- **Problem**:
Rescale the data from the beginning through the line containing "[(372, 227)]", both ends included, and write every line of that stretch again, requests included. Multiply each point coordinate in the answers by 1.5 and round to whole numbers, with halves rounded up; leave the numbers in the requests and in their format samples unchanged.
[begin Dataset records]
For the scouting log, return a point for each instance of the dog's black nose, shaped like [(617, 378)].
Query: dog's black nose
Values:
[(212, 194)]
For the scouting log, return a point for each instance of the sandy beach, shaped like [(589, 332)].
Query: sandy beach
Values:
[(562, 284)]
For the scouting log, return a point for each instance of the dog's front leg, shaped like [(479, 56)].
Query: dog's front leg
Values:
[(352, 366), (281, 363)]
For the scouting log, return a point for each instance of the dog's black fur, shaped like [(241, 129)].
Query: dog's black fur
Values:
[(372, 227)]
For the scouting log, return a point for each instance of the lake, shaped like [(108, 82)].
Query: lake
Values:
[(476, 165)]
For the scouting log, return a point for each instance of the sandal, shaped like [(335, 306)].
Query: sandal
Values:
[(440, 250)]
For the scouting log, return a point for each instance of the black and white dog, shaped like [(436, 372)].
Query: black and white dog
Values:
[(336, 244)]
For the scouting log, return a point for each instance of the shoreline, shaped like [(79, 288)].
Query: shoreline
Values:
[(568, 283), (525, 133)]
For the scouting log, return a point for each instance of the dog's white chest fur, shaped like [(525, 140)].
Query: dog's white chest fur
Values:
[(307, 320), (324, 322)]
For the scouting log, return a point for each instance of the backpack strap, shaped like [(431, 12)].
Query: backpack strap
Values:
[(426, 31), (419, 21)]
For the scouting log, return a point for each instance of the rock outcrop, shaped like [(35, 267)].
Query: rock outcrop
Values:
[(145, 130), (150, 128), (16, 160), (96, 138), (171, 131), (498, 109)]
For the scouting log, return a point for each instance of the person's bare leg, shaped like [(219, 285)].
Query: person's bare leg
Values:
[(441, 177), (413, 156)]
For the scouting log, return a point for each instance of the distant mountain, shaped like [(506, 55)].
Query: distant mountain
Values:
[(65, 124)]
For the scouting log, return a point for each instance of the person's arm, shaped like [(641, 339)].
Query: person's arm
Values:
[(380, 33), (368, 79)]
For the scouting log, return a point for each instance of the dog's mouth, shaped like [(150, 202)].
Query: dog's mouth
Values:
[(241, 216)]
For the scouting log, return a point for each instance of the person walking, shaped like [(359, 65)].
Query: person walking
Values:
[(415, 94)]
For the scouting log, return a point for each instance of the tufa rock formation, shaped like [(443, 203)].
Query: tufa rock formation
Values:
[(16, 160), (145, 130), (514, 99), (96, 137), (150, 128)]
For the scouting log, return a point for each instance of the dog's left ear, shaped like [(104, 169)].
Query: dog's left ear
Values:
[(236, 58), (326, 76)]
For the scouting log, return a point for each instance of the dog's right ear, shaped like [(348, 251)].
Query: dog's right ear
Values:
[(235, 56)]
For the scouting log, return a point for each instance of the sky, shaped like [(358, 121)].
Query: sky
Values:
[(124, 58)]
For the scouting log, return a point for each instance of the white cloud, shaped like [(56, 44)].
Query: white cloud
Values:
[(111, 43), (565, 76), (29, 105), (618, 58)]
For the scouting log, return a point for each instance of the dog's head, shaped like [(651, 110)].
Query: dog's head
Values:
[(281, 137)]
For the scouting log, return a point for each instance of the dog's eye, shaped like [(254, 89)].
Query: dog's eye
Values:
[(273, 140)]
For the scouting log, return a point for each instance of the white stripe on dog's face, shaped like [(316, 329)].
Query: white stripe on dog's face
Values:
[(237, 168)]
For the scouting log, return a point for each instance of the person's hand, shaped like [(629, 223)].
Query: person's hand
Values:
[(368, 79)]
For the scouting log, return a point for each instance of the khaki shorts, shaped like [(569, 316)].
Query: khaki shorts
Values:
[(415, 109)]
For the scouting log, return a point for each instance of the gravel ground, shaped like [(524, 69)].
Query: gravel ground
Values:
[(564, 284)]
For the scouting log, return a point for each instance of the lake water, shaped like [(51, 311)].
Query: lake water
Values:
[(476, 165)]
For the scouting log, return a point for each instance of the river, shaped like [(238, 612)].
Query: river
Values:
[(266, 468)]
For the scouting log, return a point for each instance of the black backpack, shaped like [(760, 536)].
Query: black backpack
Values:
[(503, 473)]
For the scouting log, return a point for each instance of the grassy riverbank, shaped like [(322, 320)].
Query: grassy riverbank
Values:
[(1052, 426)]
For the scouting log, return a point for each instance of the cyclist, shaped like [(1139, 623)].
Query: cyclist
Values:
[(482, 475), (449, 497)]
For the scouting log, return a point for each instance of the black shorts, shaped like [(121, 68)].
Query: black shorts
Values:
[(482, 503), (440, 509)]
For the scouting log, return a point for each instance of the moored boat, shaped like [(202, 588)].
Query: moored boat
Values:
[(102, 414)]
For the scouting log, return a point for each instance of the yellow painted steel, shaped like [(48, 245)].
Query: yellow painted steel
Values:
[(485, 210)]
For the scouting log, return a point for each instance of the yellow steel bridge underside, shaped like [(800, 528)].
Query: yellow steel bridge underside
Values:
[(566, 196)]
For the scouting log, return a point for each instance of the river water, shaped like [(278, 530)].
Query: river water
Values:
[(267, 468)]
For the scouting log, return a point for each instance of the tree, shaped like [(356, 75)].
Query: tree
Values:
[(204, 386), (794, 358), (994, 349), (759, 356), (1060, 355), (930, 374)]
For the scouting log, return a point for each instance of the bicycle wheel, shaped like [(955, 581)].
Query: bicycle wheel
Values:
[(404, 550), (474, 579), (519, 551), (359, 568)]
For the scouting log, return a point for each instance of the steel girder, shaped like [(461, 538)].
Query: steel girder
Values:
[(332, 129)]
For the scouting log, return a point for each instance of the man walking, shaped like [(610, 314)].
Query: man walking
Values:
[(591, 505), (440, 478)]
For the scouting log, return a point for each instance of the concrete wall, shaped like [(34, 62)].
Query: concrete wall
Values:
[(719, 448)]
[end Dataset records]
- **Exercise solution**:
For the scouting log, return a point for each instance of the dog's black nose, shaped like [(617, 378)].
Query: dog's black nose
Values:
[(318, 291)]
For the scouting log, return a point for each instance of the sandy beach, shaped like [(589, 332)].
Query: sandy beach
Values:
[(843, 426)]
For the scouting log, return a point for each instance of the dog's front leg, shaped like [(479, 56)].
Query: dog's front leg
Values:
[(528, 549), (422, 545)]
For the scouting log, return a point for each instance of the dog's black fur, shaped like [(241, 129)].
Query: dog's black fur
Values:
[(558, 341)]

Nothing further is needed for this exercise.